** Start **

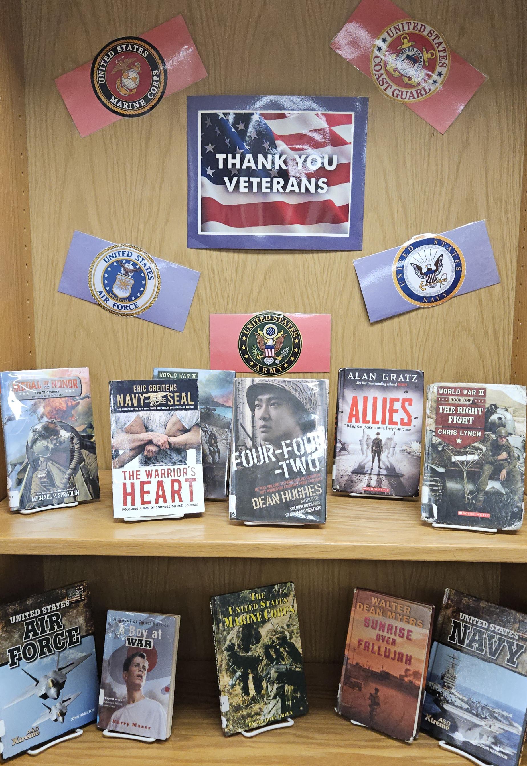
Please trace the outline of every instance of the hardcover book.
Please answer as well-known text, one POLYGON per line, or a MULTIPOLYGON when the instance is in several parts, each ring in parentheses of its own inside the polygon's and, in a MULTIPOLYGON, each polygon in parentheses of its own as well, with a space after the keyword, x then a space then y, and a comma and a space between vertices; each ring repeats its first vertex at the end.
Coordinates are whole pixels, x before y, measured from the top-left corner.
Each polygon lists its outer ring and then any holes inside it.
POLYGON ((202 513, 198 381, 110 381, 113 516, 202 513))
POLYGON ((237 378, 229 516, 326 522, 328 381, 237 378))
POLYGON ((4 759, 91 723, 98 691, 87 583, 0 606, 4 759))
POLYGON ((87 367, 0 373, 8 496, 22 513, 97 499, 87 367))
POLYGON ((305 715, 294 584, 213 596, 211 611, 224 734, 305 715))
POLYGON ((99 728, 169 738, 178 636, 178 615, 109 610, 99 728))
POLYGON ((227 497, 227 478, 231 457, 232 384, 234 373, 228 370, 155 367, 153 375, 154 378, 160 380, 198 381, 205 499, 224 499, 227 497))
POLYGON ((527 722, 527 615, 447 588, 421 728, 494 766, 519 762, 527 722))
POLYGON ((336 711, 411 742, 419 734, 434 607, 356 588, 336 711))
POLYGON ((424 388, 420 370, 339 370, 334 492, 418 496, 424 388))
POLYGON ((424 521, 490 529, 522 525, 526 401, 522 385, 428 386, 424 521))

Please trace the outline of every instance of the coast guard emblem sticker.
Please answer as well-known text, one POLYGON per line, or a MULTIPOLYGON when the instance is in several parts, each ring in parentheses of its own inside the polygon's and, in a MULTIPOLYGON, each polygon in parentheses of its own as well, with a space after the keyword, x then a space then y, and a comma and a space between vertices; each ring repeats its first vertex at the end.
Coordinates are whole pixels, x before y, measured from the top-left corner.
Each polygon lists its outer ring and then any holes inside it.
POLYGON ((394 101, 413 103, 432 96, 444 83, 450 67, 444 38, 422 21, 390 25, 372 49, 372 77, 394 101))
POLYGON ((103 106, 121 117, 139 117, 157 106, 166 90, 165 61, 141 38, 118 38, 101 48, 90 80, 103 106))
POLYGON ((144 250, 120 244, 106 247, 91 262, 90 290, 96 302, 112 314, 137 316, 155 303, 161 276, 144 250))
POLYGON ((437 306, 452 298, 465 278, 465 259, 440 234, 414 237, 398 251, 392 269, 399 293, 414 306, 437 306))
POLYGON ((238 351, 252 372, 281 375, 298 361, 302 336, 285 314, 256 314, 241 329, 238 351))

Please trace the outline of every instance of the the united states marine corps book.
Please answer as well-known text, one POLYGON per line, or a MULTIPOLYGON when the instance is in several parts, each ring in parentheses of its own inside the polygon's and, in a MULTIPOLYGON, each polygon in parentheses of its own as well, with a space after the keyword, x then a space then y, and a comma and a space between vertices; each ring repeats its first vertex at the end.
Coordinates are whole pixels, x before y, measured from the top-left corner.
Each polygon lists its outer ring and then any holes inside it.
POLYGON ((98 693, 87 583, 0 606, 4 759, 95 721, 98 693))
POLYGON ((333 492, 419 494, 424 388, 420 370, 339 370, 333 492))
POLYGON ((176 614, 108 611, 99 728, 169 738, 178 637, 176 614))
POLYGON ((522 385, 428 386, 424 521, 491 530, 522 525, 526 401, 522 385))
POLYGON ((0 381, 11 511, 34 513, 97 499, 88 368, 2 372, 0 381))
POLYGON ((198 381, 110 381, 113 516, 202 513, 198 381))
POLYGON ((228 370, 190 370, 155 367, 159 380, 197 380, 201 421, 201 454, 205 499, 227 497, 231 457, 232 384, 234 372, 228 370))
POLYGON ((527 722, 527 615, 447 588, 421 729, 493 766, 519 762, 527 722))
POLYGON ((224 734, 305 715, 294 584, 213 596, 211 611, 224 734))
POLYGON ((326 522, 327 380, 234 380, 229 516, 326 522))
POLYGON ((355 589, 336 711, 411 742, 419 734, 434 607, 355 589))

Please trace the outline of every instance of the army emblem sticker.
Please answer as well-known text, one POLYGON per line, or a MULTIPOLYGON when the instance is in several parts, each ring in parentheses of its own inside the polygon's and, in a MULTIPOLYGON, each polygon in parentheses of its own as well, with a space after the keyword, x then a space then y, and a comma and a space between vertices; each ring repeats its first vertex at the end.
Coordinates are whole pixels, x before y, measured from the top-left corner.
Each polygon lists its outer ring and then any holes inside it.
POLYGON ((252 372, 280 375, 298 361, 302 336, 285 314, 256 314, 241 329, 238 351, 252 372))
POLYGON ((95 301, 112 314, 137 316, 155 303, 161 276, 155 261, 132 245, 113 245, 90 266, 88 284, 95 301))
POLYGON ((165 61, 141 38, 119 38, 101 48, 90 80, 103 106, 122 117, 139 117, 157 106, 166 89, 165 61))
POLYGON ((379 34, 370 69, 377 87, 395 101, 422 101, 448 74, 450 52, 444 38, 422 21, 401 21, 379 34))
POLYGON ((452 298, 465 278, 465 259, 451 240, 440 234, 415 237, 394 259, 394 283, 414 306, 437 306, 452 298))

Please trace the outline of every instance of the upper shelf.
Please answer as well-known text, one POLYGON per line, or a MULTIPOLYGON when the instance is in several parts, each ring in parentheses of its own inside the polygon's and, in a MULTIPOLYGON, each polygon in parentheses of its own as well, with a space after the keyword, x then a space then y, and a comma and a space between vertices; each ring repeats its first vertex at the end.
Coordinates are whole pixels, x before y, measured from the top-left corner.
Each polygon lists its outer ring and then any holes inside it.
POLYGON ((113 519, 110 471, 100 484, 99 502, 32 516, 10 513, 4 500, 0 554, 527 561, 527 526, 498 535, 434 529, 415 501, 329 492, 320 528, 244 526, 229 521, 225 502, 207 502, 198 517, 129 524, 113 519))

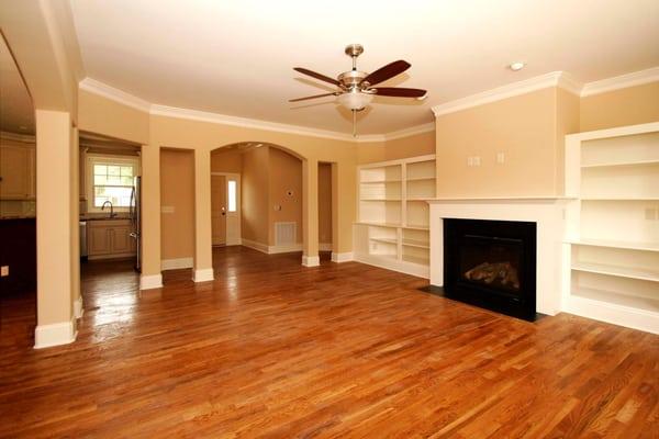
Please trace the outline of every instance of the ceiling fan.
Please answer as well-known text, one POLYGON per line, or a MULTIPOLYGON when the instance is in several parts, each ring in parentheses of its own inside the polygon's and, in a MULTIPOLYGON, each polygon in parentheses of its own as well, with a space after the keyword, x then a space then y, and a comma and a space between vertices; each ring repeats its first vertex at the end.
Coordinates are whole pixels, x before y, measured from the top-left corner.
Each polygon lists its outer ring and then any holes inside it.
POLYGON ((409 89, 403 87, 373 87, 407 70, 411 67, 410 63, 399 59, 398 61, 390 63, 371 74, 367 74, 366 71, 357 70, 357 57, 364 53, 364 47, 360 44, 350 44, 346 46, 345 52, 346 55, 353 58, 353 69, 344 71, 337 76, 336 79, 302 67, 293 67, 293 70, 299 71, 300 74, 308 75, 312 78, 336 86, 336 91, 291 99, 289 102, 300 102, 309 99, 325 98, 330 95, 337 97, 338 103, 353 112, 353 136, 357 136, 357 112, 364 110, 372 101, 373 95, 378 94, 394 98, 416 99, 423 99, 426 97, 427 91, 421 89, 409 89))

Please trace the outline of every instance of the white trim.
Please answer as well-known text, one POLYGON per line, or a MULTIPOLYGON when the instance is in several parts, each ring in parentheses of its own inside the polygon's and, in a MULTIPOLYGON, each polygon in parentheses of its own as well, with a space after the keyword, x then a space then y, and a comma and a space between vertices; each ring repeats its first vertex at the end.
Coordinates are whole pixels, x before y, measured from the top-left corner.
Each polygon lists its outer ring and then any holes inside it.
POLYGON ((211 113, 208 111, 180 109, 176 106, 153 104, 150 114, 165 117, 187 119, 199 122, 210 122, 222 125, 239 126, 243 128, 266 130, 277 133, 298 134, 302 136, 313 136, 322 138, 333 138, 337 140, 354 142, 355 138, 347 133, 338 133, 328 130, 310 128, 306 126, 289 125, 278 122, 268 122, 258 119, 231 116, 227 114, 211 113))
POLYGON ((139 290, 153 290, 163 288, 163 274, 152 274, 139 277, 139 290))
POLYGON ((332 243, 320 243, 319 251, 332 251, 332 243))
POLYGON ((82 314, 85 314, 85 308, 82 307, 82 296, 78 296, 74 301, 74 316, 76 316, 76 318, 81 318, 82 314))
POLYGON ((193 258, 176 258, 176 259, 163 259, 160 261, 160 270, 180 270, 183 268, 194 267, 193 258))
POLYGON ((316 256, 302 255, 302 264, 304 267, 319 267, 321 264, 321 258, 316 256))
POLYGON ((340 133, 331 130, 312 128, 301 125, 282 124, 277 122, 263 121, 258 119, 239 117, 227 114, 211 113, 206 111, 155 104, 89 77, 80 81, 79 88, 80 90, 101 95, 114 102, 131 106, 139 111, 144 111, 152 115, 187 119, 191 121, 210 122, 222 125, 239 126, 245 128, 266 130, 278 133, 298 134, 302 136, 332 138, 336 140, 356 143, 386 142, 395 138, 412 136, 420 133, 425 133, 435 128, 434 123, 428 123, 418 126, 412 126, 410 128, 390 132, 387 134, 367 134, 360 135, 357 138, 355 138, 348 133, 340 133))
POLYGON ((148 111, 152 108, 150 102, 137 98, 134 94, 126 93, 125 91, 116 89, 112 86, 108 86, 104 82, 97 81, 96 79, 92 79, 90 77, 82 79, 78 86, 80 90, 102 95, 103 98, 108 98, 114 102, 132 106, 135 110, 145 111, 148 113, 148 111))
POLYGON ((366 263, 368 266, 373 266, 391 271, 398 271, 399 273, 415 275, 417 278, 431 278, 431 269, 428 268, 428 266, 401 261, 390 257, 366 254, 355 254, 354 260, 356 260, 357 262, 366 263))
POLYGON ((34 349, 68 345, 76 341, 77 336, 76 317, 70 322, 38 325, 34 328, 34 349))
POLYGON ((210 282, 214 280, 214 273, 212 268, 200 268, 193 271, 192 281, 194 282, 210 282))
POLYGON ((32 134, 11 133, 9 131, 0 131, 0 138, 4 140, 22 142, 24 144, 36 144, 36 137, 32 134))
POLYGON ((279 246, 268 246, 268 255, 290 254, 293 251, 302 251, 302 244, 283 244, 279 246))
POLYGON ((260 251, 261 254, 268 255, 268 246, 265 244, 257 243, 252 239, 245 239, 245 238, 242 238, 241 241, 242 241, 241 245, 244 247, 248 247, 253 250, 260 251))
POLYGON ((465 98, 456 99, 455 101, 445 102, 439 105, 432 108, 435 117, 443 114, 455 113, 456 111, 470 109, 472 106, 479 106, 485 103, 501 101, 516 97, 520 94, 526 94, 532 91, 546 89, 549 87, 560 87, 565 90, 572 92, 577 95, 581 92, 581 86, 577 80, 571 78, 565 71, 552 71, 550 74, 536 76, 528 78, 523 81, 509 83, 495 89, 485 90, 480 93, 471 94, 465 98))
POLYGON ((569 140, 594 140, 597 138, 633 136, 659 131, 659 122, 649 122, 638 125, 616 126, 614 128, 585 131, 583 133, 566 135, 566 142, 569 140))
POLYGON ((345 254, 335 254, 334 251, 332 251, 332 262, 336 262, 336 263, 340 263, 340 262, 349 262, 351 261, 353 258, 353 252, 348 251, 345 254))
POLYGON ((604 93, 606 91, 626 89, 634 86, 659 81, 659 67, 652 67, 646 70, 634 71, 632 74, 621 75, 613 78, 606 78, 599 81, 589 82, 583 86, 582 97, 604 93))

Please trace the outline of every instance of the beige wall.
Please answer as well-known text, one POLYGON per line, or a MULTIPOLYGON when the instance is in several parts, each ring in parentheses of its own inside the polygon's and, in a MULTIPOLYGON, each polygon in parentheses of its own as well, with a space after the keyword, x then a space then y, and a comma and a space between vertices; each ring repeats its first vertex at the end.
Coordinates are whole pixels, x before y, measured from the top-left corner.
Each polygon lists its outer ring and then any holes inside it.
POLYGON ((241 173, 243 155, 237 148, 220 148, 211 153, 211 172, 241 173))
POLYGON ((242 234, 243 238, 263 245, 269 243, 270 150, 253 148, 243 154, 242 234))
POLYGON ((593 131, 659 121, 659 81, 581 99, 581 128, 593 131))
MULTIPOLYGON (((263 148, 259 148, 263 149, 263 148)), ((275 223, 298 224, 297 243, 302 243, 302 160, 275 147, 269 147, 269 226, 268 243, 275 243, 275 223), (288 192, 291 192, 289 195, 288 192), (276 210, 275 206, 281 207, 276 210)))
MULTIPOLYGON (((558 194, 559 95, 547 88, 436 117, 437 196, 558 194), (468 167, 468 157, 481 165, 468 167)), ((561 131, 572 125, 562 121, 561 131)))
POLYGON ((192 258, 194 256, 193 151, 160 150, 160 205, 166 207, 166 212, 160 213, 160 258, 192 258))
POLYGON ((332 164, 319 164, 319 243, 332 244, 332 164))
POLYGON ((435 154, 434 131, 387 142, 360 143, 358 144, 357 160, 359 165, 364 165, 428 154, 435 154))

** End **

PROBLEM REQUIREMENTS: Return the line that contains "Please trace the outline of every instance of the beige" and all lines after it, verbatim, and nothing else.

SOLVED PROBLEM:
Please trace the outline of every instance of the beige wall.
Please answer as well-known text, one POLYGON per line, or a MULTIPOLYGON when the instance is in several parts, each ring in parentheses of its own inside the polygon's and, in a MULTIPOLYGON, each polygon in parentheses of its own as well, with a space after the keyword, x then a space then y, and a comma and a space between vertices; each ring repeats its first vertex at the end.
Coordinates are whole pixels, x before y, measured from the top-left corner.
Each polygon lists its outer ring and then any holes inside it.
POLYGON ((241 173, 243 155, 237 148, 220 148, 211 153, 211 172, 241 173))
POLYGON ((242 234, 243 238, 263 245, 269 243, 270 150, 253 148, 243 154, 242 234))
POLYGON ((593 131, 659 121, 659 81, 581 99, 581 128, 593 131))
MULTIPOLYGON (((263 148, 259 148, 263 149, 263 148)), ((275 223, 298 224, 297 243, 302 243, 302 160, 275 147, 269 147, 269 226, 268 243, 275 243, 275 223), (288 192, 291 192, 289 195, 288 192), (276 210, 275 206, 281 207, 276 210)))
MULTIPOLYGON (((558 194, 559 95, 547 88, 436 117, 437 196, 558 194), (468 167, 468 157, 481 165, 468 167)), ((561 131, 572 125, 562 121, 561 131)))
POLYGON ((192 258, 194 256, 193 151, 160 150, 160 205, 166 207, 166 212, 160 213, 160 258, 192 258))
POLYGON ((332 164, 319 164, 319 243, 332 244, 332 164))
POLYGON ((435 154, 434 131, 387 142, 360 143, 358 144, 357 160, 359 165, 364 165, 428 154, 435 154))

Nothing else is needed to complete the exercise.